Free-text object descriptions
# # #

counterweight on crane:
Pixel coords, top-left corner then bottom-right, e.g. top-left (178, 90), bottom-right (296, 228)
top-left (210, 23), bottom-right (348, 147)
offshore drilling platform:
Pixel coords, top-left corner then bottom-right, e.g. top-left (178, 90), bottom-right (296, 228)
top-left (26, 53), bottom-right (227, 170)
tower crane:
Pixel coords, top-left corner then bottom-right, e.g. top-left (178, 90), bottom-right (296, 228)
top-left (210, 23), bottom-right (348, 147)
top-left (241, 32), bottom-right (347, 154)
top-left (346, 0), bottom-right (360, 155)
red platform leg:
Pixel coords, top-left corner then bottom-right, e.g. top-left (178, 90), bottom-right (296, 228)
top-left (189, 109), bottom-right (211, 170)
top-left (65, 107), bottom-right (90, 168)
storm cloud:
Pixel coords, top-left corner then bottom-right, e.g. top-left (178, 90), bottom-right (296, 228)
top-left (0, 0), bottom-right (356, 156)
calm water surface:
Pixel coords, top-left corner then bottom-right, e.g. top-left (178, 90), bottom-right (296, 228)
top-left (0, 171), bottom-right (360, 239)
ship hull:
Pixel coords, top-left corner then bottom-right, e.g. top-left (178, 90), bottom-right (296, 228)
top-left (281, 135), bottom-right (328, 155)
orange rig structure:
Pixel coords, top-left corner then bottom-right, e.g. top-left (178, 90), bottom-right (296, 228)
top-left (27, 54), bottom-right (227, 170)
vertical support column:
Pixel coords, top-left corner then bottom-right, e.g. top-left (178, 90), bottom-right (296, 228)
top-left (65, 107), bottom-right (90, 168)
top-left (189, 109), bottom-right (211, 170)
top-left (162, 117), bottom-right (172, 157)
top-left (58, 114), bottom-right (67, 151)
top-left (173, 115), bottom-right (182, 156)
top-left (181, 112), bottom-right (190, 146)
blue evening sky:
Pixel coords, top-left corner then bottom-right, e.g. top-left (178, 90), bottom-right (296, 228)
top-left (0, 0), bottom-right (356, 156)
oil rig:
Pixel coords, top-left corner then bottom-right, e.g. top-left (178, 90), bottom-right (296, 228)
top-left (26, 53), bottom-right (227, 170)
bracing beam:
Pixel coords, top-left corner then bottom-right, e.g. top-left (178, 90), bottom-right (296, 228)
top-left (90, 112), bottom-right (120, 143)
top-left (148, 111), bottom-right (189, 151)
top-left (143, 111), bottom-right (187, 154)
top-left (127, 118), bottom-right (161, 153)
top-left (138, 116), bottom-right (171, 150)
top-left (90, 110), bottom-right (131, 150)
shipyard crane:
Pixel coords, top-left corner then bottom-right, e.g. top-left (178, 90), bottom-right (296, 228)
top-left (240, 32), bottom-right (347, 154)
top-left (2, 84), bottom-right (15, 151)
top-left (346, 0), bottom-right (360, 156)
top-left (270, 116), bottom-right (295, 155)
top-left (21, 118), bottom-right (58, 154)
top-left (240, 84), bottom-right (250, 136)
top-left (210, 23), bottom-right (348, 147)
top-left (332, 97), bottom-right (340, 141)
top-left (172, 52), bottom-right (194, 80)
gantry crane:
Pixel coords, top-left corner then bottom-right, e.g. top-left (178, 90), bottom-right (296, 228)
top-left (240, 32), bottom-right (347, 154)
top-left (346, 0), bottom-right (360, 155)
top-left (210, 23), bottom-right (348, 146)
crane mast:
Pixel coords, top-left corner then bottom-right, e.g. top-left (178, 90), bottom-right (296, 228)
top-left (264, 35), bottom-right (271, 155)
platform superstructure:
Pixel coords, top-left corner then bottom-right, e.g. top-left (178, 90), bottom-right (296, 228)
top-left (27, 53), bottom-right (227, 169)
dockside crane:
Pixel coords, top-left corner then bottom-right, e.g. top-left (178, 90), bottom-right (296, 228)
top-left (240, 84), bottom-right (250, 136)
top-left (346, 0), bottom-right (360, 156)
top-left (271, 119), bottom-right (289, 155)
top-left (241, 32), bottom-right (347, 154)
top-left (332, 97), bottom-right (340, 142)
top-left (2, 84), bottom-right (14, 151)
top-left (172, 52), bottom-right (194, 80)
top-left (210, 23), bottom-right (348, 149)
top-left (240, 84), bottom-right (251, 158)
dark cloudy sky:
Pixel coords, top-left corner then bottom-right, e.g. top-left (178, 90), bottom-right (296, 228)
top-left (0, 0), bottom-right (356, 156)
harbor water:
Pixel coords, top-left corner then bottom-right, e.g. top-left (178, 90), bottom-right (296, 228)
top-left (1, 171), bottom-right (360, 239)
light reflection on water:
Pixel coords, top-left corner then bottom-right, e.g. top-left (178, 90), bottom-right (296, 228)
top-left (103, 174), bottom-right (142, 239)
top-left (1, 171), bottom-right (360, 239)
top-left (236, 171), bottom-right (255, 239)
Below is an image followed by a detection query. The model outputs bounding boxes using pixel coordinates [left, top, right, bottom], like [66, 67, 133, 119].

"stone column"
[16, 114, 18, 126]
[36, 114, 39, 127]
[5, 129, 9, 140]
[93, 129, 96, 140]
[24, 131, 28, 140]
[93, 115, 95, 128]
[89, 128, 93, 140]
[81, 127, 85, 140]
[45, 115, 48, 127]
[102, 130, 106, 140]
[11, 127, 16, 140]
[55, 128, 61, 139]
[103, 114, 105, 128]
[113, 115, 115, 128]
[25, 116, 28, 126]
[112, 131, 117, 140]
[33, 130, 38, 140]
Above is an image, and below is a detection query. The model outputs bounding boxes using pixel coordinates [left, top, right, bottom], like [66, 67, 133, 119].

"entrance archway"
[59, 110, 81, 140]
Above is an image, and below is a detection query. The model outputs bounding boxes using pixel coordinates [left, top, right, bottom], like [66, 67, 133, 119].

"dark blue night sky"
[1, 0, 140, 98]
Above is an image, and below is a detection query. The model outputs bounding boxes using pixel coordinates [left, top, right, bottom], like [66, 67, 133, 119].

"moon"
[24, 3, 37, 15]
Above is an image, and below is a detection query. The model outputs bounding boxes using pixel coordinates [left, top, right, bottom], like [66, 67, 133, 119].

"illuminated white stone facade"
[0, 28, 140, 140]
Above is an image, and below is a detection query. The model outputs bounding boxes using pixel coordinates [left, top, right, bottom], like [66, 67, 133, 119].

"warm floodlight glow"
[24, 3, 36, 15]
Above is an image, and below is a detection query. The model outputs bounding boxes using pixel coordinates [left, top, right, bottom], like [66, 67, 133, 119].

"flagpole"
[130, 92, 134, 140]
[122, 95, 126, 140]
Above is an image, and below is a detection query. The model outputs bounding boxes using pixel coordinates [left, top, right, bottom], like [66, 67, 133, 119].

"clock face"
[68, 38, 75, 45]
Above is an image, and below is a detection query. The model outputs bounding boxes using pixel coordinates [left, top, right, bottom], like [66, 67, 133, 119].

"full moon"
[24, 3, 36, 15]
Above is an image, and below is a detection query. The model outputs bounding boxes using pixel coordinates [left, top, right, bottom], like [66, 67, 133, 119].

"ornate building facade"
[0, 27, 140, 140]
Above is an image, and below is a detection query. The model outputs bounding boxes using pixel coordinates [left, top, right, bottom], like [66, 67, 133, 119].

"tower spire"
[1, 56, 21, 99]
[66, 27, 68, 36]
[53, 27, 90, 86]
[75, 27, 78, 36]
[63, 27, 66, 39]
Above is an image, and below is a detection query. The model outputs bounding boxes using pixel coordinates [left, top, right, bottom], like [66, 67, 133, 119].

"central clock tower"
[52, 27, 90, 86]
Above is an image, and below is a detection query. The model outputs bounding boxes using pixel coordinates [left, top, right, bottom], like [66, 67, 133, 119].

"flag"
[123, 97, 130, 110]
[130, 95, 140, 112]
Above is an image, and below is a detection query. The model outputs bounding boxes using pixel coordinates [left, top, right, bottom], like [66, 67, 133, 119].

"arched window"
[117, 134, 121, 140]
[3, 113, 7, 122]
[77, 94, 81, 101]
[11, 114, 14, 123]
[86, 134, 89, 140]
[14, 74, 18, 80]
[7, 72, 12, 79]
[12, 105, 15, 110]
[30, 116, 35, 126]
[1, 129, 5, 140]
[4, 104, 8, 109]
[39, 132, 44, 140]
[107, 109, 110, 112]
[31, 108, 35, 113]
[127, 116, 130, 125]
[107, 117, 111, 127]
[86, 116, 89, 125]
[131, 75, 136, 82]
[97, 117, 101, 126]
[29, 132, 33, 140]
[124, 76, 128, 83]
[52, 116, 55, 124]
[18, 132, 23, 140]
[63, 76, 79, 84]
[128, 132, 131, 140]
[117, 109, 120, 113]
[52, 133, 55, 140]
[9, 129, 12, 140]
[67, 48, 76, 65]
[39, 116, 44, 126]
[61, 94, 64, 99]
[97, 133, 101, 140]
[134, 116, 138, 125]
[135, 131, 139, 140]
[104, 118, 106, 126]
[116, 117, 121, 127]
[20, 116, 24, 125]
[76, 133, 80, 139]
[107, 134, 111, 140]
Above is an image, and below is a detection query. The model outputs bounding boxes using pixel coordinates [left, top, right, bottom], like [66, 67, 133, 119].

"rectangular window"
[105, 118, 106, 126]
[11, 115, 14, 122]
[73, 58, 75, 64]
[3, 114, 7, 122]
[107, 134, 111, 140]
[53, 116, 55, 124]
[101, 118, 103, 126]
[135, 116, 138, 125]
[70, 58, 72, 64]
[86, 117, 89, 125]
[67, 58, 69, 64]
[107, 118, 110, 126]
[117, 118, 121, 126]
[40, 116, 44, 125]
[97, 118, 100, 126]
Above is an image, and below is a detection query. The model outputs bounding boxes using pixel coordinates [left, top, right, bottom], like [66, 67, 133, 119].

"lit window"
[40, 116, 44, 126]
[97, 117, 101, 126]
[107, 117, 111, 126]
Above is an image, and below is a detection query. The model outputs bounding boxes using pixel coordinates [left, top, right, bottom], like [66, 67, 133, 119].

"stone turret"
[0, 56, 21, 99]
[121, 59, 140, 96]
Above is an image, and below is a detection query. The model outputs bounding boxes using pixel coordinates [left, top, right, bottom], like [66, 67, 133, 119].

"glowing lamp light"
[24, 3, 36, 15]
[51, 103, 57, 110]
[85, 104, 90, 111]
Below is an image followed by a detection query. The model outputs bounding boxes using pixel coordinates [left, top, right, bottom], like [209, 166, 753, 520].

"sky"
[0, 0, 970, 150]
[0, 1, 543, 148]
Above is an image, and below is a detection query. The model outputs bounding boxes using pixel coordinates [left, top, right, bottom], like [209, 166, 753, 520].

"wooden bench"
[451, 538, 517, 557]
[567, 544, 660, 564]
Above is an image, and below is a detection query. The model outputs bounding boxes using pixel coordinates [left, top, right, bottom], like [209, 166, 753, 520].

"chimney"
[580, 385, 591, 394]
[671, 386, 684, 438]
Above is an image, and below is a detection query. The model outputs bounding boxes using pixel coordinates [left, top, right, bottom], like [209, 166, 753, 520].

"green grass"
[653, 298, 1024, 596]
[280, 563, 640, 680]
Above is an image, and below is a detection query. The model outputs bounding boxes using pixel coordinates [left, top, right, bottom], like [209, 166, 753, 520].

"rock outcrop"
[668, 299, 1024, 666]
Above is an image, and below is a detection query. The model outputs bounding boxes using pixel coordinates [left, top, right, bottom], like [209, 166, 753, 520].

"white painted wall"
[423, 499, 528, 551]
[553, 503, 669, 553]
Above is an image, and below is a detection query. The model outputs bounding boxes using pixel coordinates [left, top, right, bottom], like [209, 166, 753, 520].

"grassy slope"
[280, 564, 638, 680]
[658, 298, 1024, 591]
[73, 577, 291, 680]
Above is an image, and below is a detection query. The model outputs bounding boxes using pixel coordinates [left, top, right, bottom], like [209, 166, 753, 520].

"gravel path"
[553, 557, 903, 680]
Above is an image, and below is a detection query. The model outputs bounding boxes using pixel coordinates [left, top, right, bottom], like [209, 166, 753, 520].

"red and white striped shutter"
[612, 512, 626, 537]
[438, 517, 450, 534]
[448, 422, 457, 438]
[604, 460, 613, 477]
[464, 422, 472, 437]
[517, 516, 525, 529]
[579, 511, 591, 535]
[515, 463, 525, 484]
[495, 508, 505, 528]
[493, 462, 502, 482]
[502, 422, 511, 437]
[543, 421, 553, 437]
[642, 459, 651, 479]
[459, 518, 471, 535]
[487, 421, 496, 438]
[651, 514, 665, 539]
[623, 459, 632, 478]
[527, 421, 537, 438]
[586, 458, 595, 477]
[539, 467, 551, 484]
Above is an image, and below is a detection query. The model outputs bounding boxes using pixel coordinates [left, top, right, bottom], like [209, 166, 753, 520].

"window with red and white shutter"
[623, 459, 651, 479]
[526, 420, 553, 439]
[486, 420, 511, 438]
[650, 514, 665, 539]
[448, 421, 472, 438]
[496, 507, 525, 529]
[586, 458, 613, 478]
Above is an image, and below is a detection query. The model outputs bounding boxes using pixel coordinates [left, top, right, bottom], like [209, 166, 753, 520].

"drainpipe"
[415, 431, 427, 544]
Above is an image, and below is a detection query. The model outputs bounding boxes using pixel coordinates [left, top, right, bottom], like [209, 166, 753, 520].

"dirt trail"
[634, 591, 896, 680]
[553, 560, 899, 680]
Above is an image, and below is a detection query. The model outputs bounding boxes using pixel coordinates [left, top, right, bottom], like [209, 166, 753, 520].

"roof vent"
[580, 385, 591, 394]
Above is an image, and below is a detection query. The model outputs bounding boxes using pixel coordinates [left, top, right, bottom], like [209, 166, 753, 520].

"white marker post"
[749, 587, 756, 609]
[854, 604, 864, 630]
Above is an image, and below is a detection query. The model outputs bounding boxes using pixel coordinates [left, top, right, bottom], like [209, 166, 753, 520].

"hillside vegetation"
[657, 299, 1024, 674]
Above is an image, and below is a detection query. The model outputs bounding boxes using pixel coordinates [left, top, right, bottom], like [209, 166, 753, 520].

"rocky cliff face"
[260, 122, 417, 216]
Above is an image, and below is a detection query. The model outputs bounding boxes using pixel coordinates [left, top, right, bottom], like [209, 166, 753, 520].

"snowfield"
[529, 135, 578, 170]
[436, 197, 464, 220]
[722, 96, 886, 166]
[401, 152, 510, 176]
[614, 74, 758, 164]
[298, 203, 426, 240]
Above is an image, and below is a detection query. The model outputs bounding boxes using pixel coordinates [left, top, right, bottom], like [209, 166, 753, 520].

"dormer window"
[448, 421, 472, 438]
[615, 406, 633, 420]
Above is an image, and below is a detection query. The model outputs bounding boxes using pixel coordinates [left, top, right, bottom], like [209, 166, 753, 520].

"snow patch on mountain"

# # #

_THE PROBLEM_
Wherever the word "platform" appears in a line of the data, copy that line.

_RESULT_
offshore drilling platform:
red platform leg:
platform superstructure:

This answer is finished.